**EXERCISE MATERIAL**
>>

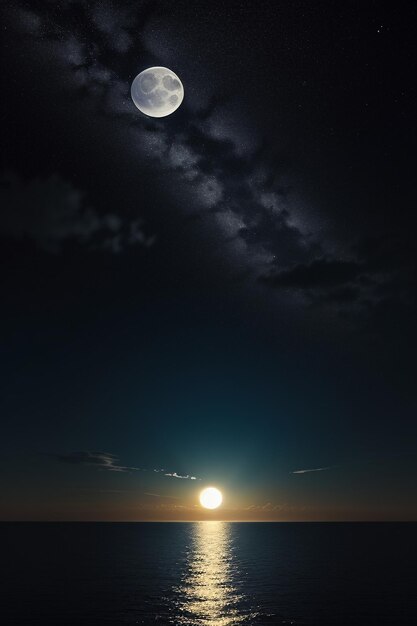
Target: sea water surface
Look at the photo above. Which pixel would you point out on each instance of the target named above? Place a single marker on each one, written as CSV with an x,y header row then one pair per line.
x,y
208,573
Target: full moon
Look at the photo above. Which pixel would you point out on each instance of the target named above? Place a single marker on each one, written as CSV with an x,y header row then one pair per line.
x,y
211,498
157,91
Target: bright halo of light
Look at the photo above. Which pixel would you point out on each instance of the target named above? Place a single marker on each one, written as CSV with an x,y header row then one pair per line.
x,y
211,498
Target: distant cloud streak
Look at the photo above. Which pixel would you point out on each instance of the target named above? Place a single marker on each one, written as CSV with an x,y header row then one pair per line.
x,y
110,462
316,469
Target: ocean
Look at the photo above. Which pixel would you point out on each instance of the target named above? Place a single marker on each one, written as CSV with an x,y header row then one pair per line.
x,y
208,573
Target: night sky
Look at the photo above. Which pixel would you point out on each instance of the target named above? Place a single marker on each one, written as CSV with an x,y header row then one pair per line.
x,y
225,296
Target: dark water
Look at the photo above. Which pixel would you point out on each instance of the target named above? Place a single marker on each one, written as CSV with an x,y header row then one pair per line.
x,y
208,574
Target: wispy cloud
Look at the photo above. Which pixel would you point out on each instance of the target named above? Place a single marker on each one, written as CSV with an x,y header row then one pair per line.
x,y
102,460
315,469
160,495
110,462
187,476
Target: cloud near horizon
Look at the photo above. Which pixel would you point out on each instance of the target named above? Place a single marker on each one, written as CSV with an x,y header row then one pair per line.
x,y
315,469
110,462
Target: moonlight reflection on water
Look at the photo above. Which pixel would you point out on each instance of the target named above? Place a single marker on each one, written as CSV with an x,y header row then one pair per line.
x,y
208,594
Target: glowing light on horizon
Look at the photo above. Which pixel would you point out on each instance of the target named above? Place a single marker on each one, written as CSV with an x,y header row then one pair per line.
x,y
211,498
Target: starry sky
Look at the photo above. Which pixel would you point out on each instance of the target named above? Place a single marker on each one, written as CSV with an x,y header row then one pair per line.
x,y
225,296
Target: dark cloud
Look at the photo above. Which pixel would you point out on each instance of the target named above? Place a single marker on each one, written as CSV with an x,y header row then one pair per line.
x,y
52,211
102,460
321,273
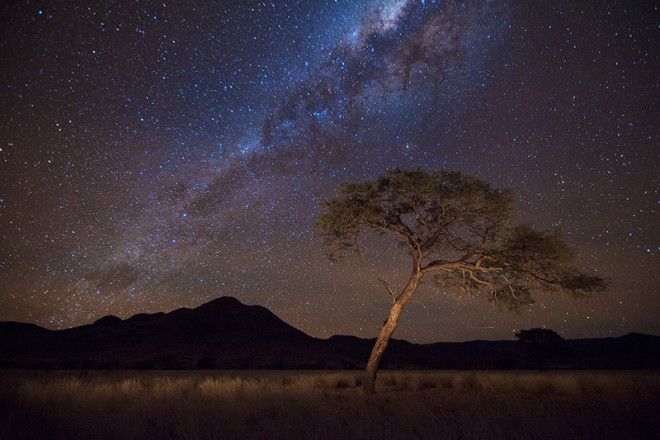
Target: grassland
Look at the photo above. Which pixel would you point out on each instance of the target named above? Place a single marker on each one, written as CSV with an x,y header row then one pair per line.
x,y
329,405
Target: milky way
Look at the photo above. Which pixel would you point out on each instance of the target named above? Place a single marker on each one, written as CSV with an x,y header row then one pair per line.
x,y
156,155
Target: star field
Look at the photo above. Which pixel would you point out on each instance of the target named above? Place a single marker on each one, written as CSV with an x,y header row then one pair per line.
x,y
156,155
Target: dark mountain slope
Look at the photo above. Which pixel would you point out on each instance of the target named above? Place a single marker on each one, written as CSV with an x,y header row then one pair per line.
x,y
225,333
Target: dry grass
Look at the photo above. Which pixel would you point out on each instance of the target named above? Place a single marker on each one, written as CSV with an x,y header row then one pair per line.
x,y
319,405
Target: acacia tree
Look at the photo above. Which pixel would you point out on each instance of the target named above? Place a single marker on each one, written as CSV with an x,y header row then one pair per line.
x,y
459,230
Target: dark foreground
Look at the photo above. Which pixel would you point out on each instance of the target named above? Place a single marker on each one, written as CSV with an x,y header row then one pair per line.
x,y
329,405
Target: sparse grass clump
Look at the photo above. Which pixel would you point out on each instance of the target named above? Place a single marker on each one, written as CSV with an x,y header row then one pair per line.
x,y
328,405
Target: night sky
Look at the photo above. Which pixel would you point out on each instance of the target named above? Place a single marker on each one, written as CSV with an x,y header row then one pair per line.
x,y
156,155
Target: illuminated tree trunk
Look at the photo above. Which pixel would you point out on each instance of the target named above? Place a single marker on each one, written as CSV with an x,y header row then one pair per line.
x,y
387,330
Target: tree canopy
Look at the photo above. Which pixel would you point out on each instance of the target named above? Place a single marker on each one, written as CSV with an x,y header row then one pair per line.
x,y
459,228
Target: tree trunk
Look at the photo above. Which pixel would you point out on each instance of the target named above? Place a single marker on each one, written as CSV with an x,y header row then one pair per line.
x,y
386,332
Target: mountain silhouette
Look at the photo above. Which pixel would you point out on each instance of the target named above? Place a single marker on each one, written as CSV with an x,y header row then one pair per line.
x,y
227,334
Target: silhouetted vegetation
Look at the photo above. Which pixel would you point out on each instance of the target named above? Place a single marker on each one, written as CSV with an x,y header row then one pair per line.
x,y
329,405
457,229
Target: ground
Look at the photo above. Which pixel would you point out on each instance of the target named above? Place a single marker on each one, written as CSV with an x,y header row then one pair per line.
x,y
329,405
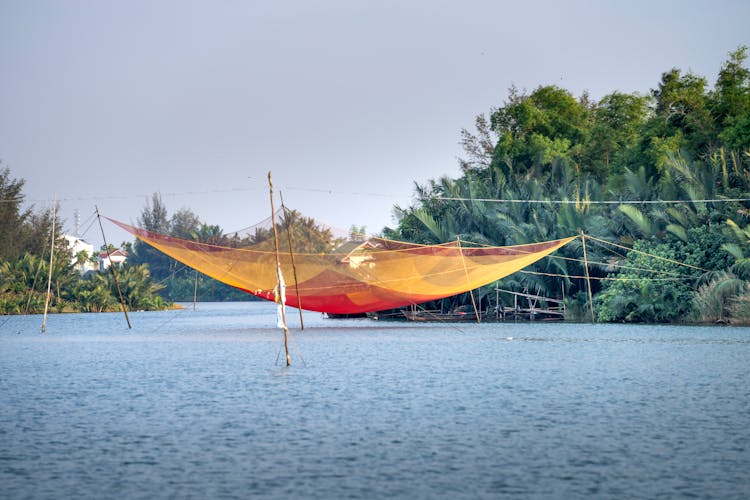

<<

**PROBLEM DETAILS**
Turn the lines above into a numbered list, dropping any blank lines and leaving the pictures out.

**FINAL ANSWER**
1. Target: sea water surface
2. Look at the photo above. Which pixel would you point out on each instance of the target named above? Place a single marker on each one, written as CSV with an x,y header row then one pair per line.
3. x,y
4. 208,573
5. Target: full moon
6. Look at the photo above. Which pixel would you point out on each instance of the target named above? Place a single marker on each one, written as CSV with an x,y header row then one pair per line.
7. x,y
8. 211,498
9. 157,91
10. Target: bright halo of light
11. Look at the photo above. Which pixel would you point out on each instance of the target named above? Place a single marker on each one, written as CSV with an x,y header row then one pair per line.
12. x,y
13. 211,498
14. Target: distant cloud streak
15. Look at the photo above. Which pixel would you point out on each instance of the target named above? Place a single marker on each one, written as CSV with an x,y header row then one pair per line.
16. x,y
17. 110,462
18. 316,469
19. Target: ocean
20. Look at the photo above. Which pixel would you point out on each instance of the target named above? Place a single marker on each one, written as CSV with an x,y header row then one pair per line.
21. x,y
22. 208,573
23. Target: night sky
24. Look at the photo above. Which pixel would you point out on each instance of the target named above? Place a single marker on each one, written as CSV with an x,y header row then one pair per line.
25. x,y
26. 225,296
27. Target: dark water
28. Look at the photo above. Which pixel would you point out on each instance of the target named above? Place a single marker on each one, written as CSV with an x,y header row then one pair per line.
29. x,y
30. 208,574
31. Target: wispy cloud
32. Look at the photo above. Which pixel would you point out on each instance of the target named above? Place a single marker on each one, written as CSV with an x,y header row then one pair per line.
33. x,y
34. 102,460
35. 315,469
36. 160,495
37. 110,462
38. 187,476
39. Target: cloud near horizon
40. Look at the photo above. Which pixel would you point out on each instance of the target named above? Place a single marker on each one, written as CSV with an x,y header row then one pair per line.
41. x,y
42. 315,469
43. 110,462
44. Target: moonlight reflection on water
45. Look at the photo above. Which pixel would you point out on each instance of the target named above? Place a single marker on each one, written as CSV with an x,y header row then one pair per line.
46. x,y
47. 208,594
48. Target: glowing light on horizon
49. Look at the photo above. Which pixel would you point out on each instance of the target named above? Place a single marker on each one, written as CSV with an x,y header row then one pair per line.
50. x,y
51. 211,498
52. Target: starry sky
53. Look at the photo above. Which pixel would you point out on each instance of the target named above? Place a single marker on each one, written as CSV with an x,y header row then one pair per line.
54. x,y
55. 225,296
56. Target: dark cloud
57. Look at the photo above. Which pixel would you point out on each instance of the target named above? Place a single marker on each one, written as CSV with an x,y header row then one pair per line.
58. x,y
59. 52,211
60. 102,460
61. 321,273
62. Target: grassland
63. Look at the photo above. Which pixel would you point out on each instance of the target named above? Place a single marker on each one, written as CSV with an x,y header row then one pair per line.
64. x,y
65. 329,405
66. Target: milky way
67. Look at the photo above. Which pixel would you point out on each instance of the target named above? Place a single marker on each one, written as CSV with an x,y header row then one pair per line.
68. x,y
69. 156,155
70. Target: star field
71. Look at the photo above. Which pixel would you point out on each instance of the target named above? Place a single marker on each one, written as CSV with an x,y header row then one pair per line.
72. x,y
73. 156,155
74. Target: dark mountain slope
75. Look at the photo above. Which pixel would you point out on each instance of the target named above? Place a single marker on each one, written as CSV with an x,y header row then one pair per line.
76. x,y
77. 225,333
78. Target: dry grass
79. Look at the photo above. Which pixel would you point out on each instance of the target named above? Place a single marker on each one, written as CSV with an x,y header row then one pair per line.
80. x,y
81. 319,405
82. Target: acacia tree
83. Look at the photo above. Which pixel would you point out on each instance of the target named above? Place a single marker on each one, written as CSV with an x,y header row then one pair per line.
84. x,y
85. 459,230
86. Target: dark foreground
87. Look at the photo above. Which pixel would you point out on each instance of the target named above? Place a single marker on each one, written as CSV with an x,y header row then one pair per line.
88. x,y
89. 329,405
90. Target: sparse grass clump
91. Look at the photo above. Which pixel would you point out on each instance of the target named above? Place a single marker on each one, written as CSV with an x,y header row then one pair per line.
92. x,y
93. 328,405
94. Target: night sky
95. Look at the photo above. Which pixel would you point out on each instance of the target named above? Place a single marker on each one, written as CSV with an x,y header row then one pair per line.
96. x,y
97. 156,155
98. Target: illuminated tree trunk
99. Look at the photo above. Which pixel would you point out on each instance of the target named above? Place a single marker on each one, written as CSV with an x,y header row then one pair per line.
100. x,y
101. 387,330
102. Target: tree canopy
103. Look at the photo above. Which pixel would you point out on each instance of the target named above? Place a single marker on each one, written as CSV with an x,y header row then one pair per line.
104. x,y
105. 459,228
106. Target: tree trunk
107. Look at the photo above. Which pixel would you point out on each instance of the target named above? Place a single marker on each one, written as CSV with an x,y header row then one pair per line.
108. x,y
109. 386,332
110. Target: mountain silhouette
111. Look at the photo above. Which pixel would you point out on each instance of the target named above? Place a single marker on each one, written as CSV with an x,y header row then one pair per line.
112. x,y
113. 227,334
114. Target: silhouetted vegetation
115. Look at the photo above. Which pixel would you point out on each instance of the target named above? Place a single marker on each one, written as CSV with an x,y header row then one pair per line.
116. x,y
117. 329,405
118. 457,229
119. Target: ground
120. Look at the photo above. Which pixel would you point out on each instance of the target named above? Place a single marker on each one, written as CSV with an x,y header row then one pair per line.
121. x,y
122. 329,405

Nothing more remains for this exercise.